▸ Consignes de l'exercice
• a. Extrayez du texte sur les Utopiales 2019 le passage qui commence aux mots « Par ailleurs, le » et s'arrête après les mots « Amnesty International ? ».
• b. D'après le texte sur les Utopiales 2019, depuis quelle année le Ministère des Armées est-il invité au festival ?

▸ Extrait proposé

::::::::::

Retour sur la nucléarisation et la militarisation des Utopiales 2019
Nous nous proposons ici de revenir sur le thread que nous avons partagé en plein festival des Utopiales, le vendredi 1er novembre dernier.
Nous nous étions alarmé.e.s à la fin du mois d’octobre au sein des éditions La Volte en découvrant la grille de programmation du festival.
Motifs : la présence du Ministère des Armées en la personne d’Emmanuel Chiva, Directeur de l’agence d’innovation de défense (invité par le festival), et l’accueil d’un concours d’écriture co-organisé par l’ANDRA et le magazine Usbek et Rica.
En creusant un tantinet ces deux points, nous avons alors mis à jour les éléments suivants :
Le Ministère des armées est invité depuis 2017 au festival. C’est aux Utopiales qu’est née et qu’a été testée l’idée de la future « red team ». Calquée sur le modèle US et censée réunir des auteur.e.s de SF pour « préparer les technologies et innovations qui seront nécessaires à nos futurs systèmes d’armement« , la création de cette fameuse équipe a été annoncée cet été à grand bruit dans la presse.
Les Utopiales comme terrain d’expérimentation et source d’inspiration pour l’armée : c’est un point dont le principal intéressé, Emmanuel Chiva, ne s’est jamais caché, n’hésitant pas à en faire étalage dans divers médias ainsi qu’auprès du Sénat.
Concernant l’ANDRA, nous savions déjà l’extraordinaire campagne de communication mise en place par l’agence en faveur de l’enfouissement des déchets radioactifs. Une campagne à base de publi-rédactionnels et de médias rémunérés, dont le magazine Usbek et Rica qui créa spécialement pour l’ANDRA en 2015 le média Les arpenteurs. Objectif : banaliser l’industrie du nucléaire et sa production de déchets radioactifs auprès des « générations futures » mais également des populations locales, comme on peut le lire à travers ce témoignage publié récemment sur le site de Mediapart.
Le nucléaire est un sujet complexe : l’aborder avec un point de vue unilatéral, qui plus est dans le cadre d’un festival grand public, laisse le champ libre à une dangereuse démagogie.
Par ailleurs, le choix graphique de l’affiche promouvant le concours d’écriture n’a pas manqué de nous laisser songeur.se.s – un personnage (un homme ?) visant un autre personnage (une femme ?) avec ce qui s’apparente à une arme – et nous ne fûmes pas les seul.e.s…
Nous nous permettons d’alerter le festival sur le parti pris de sa politique d’invitation.
Si le Ministère des armées est invité à recruter sa red team d’auteur.e.s en plein festival, pourquoi ne pas convier également Amnesty International ?
Si l’on invite l’ANDRA à faire campagne auprès du public des Utopiales, pourquoi ne pas solliciter dans le même temps GreenPeace ou le réseau Sortir du Nucléaire ?

::::::::::

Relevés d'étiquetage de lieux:
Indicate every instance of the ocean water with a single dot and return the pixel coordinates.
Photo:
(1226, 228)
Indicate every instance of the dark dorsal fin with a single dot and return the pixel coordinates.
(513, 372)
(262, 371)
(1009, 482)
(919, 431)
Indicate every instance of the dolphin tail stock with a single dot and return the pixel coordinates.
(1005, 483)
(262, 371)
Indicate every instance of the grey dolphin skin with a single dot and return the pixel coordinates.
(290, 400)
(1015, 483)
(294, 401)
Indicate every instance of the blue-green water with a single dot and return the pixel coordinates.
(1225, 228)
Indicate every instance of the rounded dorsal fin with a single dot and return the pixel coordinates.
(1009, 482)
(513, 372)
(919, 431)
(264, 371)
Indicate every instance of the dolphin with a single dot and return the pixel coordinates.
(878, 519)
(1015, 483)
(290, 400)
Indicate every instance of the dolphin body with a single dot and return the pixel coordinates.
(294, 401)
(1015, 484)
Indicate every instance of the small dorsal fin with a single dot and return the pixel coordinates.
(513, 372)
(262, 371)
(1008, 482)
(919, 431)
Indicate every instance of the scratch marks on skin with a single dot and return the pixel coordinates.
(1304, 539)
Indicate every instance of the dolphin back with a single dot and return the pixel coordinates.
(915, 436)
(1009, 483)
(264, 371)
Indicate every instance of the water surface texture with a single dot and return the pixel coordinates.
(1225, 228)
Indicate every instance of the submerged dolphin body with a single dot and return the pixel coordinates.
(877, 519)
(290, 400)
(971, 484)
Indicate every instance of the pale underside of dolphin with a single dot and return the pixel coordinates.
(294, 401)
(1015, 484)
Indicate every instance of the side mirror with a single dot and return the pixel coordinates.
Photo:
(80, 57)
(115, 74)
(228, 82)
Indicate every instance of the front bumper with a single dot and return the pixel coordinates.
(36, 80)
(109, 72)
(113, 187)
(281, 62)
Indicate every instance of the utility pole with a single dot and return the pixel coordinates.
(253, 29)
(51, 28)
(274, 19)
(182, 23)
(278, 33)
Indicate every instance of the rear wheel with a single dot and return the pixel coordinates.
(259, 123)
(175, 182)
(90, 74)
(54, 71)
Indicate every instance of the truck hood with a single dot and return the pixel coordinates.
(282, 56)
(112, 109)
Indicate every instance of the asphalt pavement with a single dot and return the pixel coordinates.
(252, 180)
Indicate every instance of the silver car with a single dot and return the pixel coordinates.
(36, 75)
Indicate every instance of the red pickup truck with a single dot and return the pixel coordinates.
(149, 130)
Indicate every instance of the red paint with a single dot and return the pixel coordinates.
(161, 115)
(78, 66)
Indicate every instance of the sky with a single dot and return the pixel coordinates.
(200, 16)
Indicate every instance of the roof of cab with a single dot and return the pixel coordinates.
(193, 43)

::::::::::

▸ Réponses dans l'ordre
• a.
Par ailleurs, le choix graphique de l’affiche promouvant le concours d’écriture n’a pas manqué de nous laisser songeur.se.s – un personnage (un homme ?) visant un autre personnage (une femme ?) avec ce qui s’apparente à une arme – et nous ne fûmes pas les seul.e.s…
Nous nous permettons d’alerter le festival sur le parti pris de sa politique d’invitation.
Si le Ministère des armées est invité à recruter sa red team d’auteur.e.s en plein festival, pourquoi ne pas convier également Amnesty International ?

• b. Depuis 2017.